--- What is asked ---
Rewrite the records below with every "picture's border" changed to "image's edge" and nothing else altered, leaving out the pictures.

--- Input data ---
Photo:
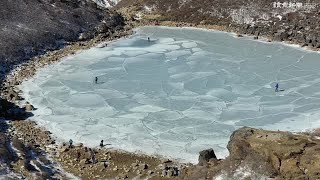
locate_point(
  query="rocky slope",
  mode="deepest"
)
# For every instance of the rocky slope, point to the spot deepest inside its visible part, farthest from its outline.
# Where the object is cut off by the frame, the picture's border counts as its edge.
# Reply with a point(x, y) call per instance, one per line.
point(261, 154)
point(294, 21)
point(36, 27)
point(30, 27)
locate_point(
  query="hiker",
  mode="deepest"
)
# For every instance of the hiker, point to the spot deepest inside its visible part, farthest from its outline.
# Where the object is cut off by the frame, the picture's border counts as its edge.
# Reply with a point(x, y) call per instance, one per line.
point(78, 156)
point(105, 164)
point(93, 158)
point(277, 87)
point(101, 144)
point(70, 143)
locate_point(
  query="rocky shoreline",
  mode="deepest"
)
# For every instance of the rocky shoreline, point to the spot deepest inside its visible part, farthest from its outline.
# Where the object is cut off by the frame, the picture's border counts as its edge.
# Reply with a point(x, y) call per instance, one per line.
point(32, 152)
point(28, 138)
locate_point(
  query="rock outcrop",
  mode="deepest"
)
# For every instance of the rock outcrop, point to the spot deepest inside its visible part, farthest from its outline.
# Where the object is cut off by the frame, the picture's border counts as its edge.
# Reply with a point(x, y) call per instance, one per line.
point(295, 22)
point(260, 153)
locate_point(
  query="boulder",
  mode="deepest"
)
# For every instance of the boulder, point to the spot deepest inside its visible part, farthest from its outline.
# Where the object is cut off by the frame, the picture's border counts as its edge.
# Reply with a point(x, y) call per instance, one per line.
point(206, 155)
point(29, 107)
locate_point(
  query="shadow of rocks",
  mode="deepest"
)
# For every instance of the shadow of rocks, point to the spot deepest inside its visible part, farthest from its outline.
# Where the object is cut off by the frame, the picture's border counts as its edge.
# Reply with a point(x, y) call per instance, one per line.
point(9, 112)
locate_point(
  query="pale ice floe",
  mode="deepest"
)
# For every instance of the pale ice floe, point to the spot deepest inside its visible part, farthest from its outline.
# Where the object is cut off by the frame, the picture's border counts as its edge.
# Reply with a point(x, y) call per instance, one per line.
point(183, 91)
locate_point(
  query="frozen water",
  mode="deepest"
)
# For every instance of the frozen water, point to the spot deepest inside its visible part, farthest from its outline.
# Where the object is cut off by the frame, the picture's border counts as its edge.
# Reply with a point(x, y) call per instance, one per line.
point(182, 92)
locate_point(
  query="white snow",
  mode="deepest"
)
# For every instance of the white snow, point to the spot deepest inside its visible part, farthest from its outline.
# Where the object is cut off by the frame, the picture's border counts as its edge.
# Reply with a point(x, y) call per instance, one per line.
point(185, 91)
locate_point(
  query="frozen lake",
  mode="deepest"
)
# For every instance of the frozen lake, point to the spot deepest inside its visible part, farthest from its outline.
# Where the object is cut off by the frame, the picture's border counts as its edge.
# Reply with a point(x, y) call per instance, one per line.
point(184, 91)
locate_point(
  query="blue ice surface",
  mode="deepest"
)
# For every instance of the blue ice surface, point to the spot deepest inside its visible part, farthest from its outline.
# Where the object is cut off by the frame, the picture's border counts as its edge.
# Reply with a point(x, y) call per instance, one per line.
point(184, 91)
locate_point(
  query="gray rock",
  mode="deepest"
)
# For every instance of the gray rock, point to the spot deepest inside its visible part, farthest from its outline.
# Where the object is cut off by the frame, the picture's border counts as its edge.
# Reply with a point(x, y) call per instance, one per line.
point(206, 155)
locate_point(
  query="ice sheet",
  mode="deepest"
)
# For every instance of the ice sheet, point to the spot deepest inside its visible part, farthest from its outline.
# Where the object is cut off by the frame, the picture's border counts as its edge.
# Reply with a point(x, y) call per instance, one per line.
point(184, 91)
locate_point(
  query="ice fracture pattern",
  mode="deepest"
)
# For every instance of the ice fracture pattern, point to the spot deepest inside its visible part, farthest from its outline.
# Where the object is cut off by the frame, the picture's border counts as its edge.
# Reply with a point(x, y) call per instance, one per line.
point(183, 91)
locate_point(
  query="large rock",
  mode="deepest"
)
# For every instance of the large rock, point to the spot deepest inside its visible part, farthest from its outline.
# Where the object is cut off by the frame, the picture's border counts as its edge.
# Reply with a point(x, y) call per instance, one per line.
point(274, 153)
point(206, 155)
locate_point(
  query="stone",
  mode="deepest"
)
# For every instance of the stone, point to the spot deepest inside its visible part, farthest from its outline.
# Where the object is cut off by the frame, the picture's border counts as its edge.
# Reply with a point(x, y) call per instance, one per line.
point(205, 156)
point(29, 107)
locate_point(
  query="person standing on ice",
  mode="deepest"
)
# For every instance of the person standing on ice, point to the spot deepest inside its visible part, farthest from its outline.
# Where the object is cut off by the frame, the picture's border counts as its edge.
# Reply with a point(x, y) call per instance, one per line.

--- Task result ---
Photo:
locate_point(
  query="rocky slope",
  mode="deepest"
)
# For every instance of the rocky slope, point to the spot deepest inside its visible part, farthest from its outline.
# Where the object is cut off by the frame, the image's edge counts as its edge.
# Reply with a point(x, y) call per instance, one per line.
point(261, 154)
point(294, 21)
point(36, 27)
point(30, 27)
locate_point(
  query="hiker",
  mode="deepest"
)
# For every instance of the hiker, point to the spot deepest inside its visible part, farthest from its outline.
# Where the object is cut off by the frame, the image's edge counts as its edge.
# Reply with a point(x, y) call per instance, one per line.
point(78, 156)
point(105, 164)
point(93, 158)
point(277, 87)
point(101, 144)
point(70, 143)
locate_point(
  query="rocky shoreline",
  mode="deepest"
)
# For every instance of the rocky shoreline, point to the spot deepest inside its visible part, farthest from its outline.
# Where the object is cut off by the frame, the image's edge counts as its edge.
# Reply with a point(x, y) call per instance, one per line.
point(32, 152)
point(28, 138)
locate_point(
  query="rock outcrop",
  mode="deepest"
)
# For every instance of the rock outcrop, point to the spot deepest inside its visible part, farthest from its outline.
# Where the object is cut off by the frame, the image's edge counts as its edge.
# Reply with a point(x, y) call per instance, one per line.
point(295, 22)
point(260, 153)
locate_point(
  query="boulder",
  mode="deepest"
)
# For every instance of the boulder, point to the spot deepest inside its visible part, farthest from its outline.
# Where the object is cut off by the frame, the image's edge counts as its edge.
# Reply with a point(x, y) call per instance, one per line.
point(206, 155)
point(29, 107)
locate_point(
  query="shadow of rocks",
  mode="deepest"
)
# For every instance of the shadow of rocks, point to the spot deepest inside its visible part, farthest from its outline.
# Where the object is cut off by the frame, the image's edge counts as its edge.
# Reply with a point(x, y) call per instance, one per line.
point(9, 112)
locate_point(
  query="pale ice floe",
  mode="deepest"
)
# For every instance of the pale ice floe, point to the spot deepest inside its visible part, farthest from its outline.
# Where the object is cut off by the frame, the image's edge counts as its edge.
# Reply with a point(x, y) call per instance, one per line.
point(183, 91)
locate_point(
  query="frozen water",
  mode="deepest"
)
# For every instance of the frozen water, point to the spot deepest inside its visible part, farthest from its outline.
# Where the object is cut off by the frame, the image's edge counts as its edge.
# Reply with a point(x, y) call per instance, one per line.
point(182, 92)
locate_point(
  query="white snow",
  mode="deepest"
)
# For every instance of the white snow, point to the spot deepest inside its visible part, farthest from its outline.
# Where the object is cut off by the frame, the image's edge counts as its edge.
# Reply with a point(x, y) call per instance, one per line.
point(185, 91)
locate_point(
  query="frozen lake",
  mode="deepest"
)
# For every instance of the frozen lake, point to the spot deepest inside its visible part, farthest from its outline.
# Where the object is cut off by the frame, the image's edge counts as its edge.
# Reply with a point(x, y) call per instance, one per line.
point(184, 91)
locate_point(
  query="blue ice surface",
  mode="deepest"
)
# For every instance of the blue ice surface, point to the spot deepest inside its visible part, farthest from its outline.
# Where the object is cut off by the frame, the image's edge counts as its edge.
# Reply with a point(x, y) call per instance, one per line.
point(184, 91)
locate_point(
  query="gray rock",
  mode="deepest"
)
# For every instance of the gray rock, point to the spot deepest inside its visible part, farthest from its outline.
# Where the object is cut off by the frame, the image's edge counts as its edge.
# Reply with a point(x, y) call per instance, one per line.
point(206, 155)
locate_point(
  query="ice sheet",
  mode="deepest"
)
# For every instance of the ice sheet, point to the spot deepest inside its visible part, farthest from its outline.
# Where the object is cut off by the frame, the image's edge counts as its edge.
# Reply with a point(x, y) call per instance, one per line.
point(184, 91)
locate_point(
  query="ice fracture pattern",
  mode="deepest"
)
# For every instance of the ice fracture pattern, point to the spot deepest inside its visible part, farthest from its outline.
# Where the object is cut off by the frame, the image's edge counts as its edge.
# Reply with a point(x, y) call per instance, one per line.
point(183, 91)
locate_point(
  query="large rock",
  mode="deepest"
)
# For every instance of the large rock, point to the spot deepest inside its visible part, farthest from its outline.
# Where the object is cut off by the frame, the image's edge counts as its edge.
# Reply with a point(x, y) call per instance, one per line.
point(274, 153)
point(206, 155)
locate_point(
  query="stone",
  mode="deepest"
)
# For every instance of the stone, point to the spot deepest inside its visible part, farthest from its outline.
# Where the object is cut off by the frame, the image's edge counts as its edge.
# Reply with a point(x, y) call per instance, one per line.
point(205, 156)
point(29, 107)
locate_point(
  query="person standing on ice",
  mode="deepest"
)
# For every instance of the person standing on ice, point to the spot deepest inside its visible part, farthest from its outline.
# Where the object is cut off by the frame, the image's edge counts as its edge.
# Reply with a point(x, y) call per instance, one per line.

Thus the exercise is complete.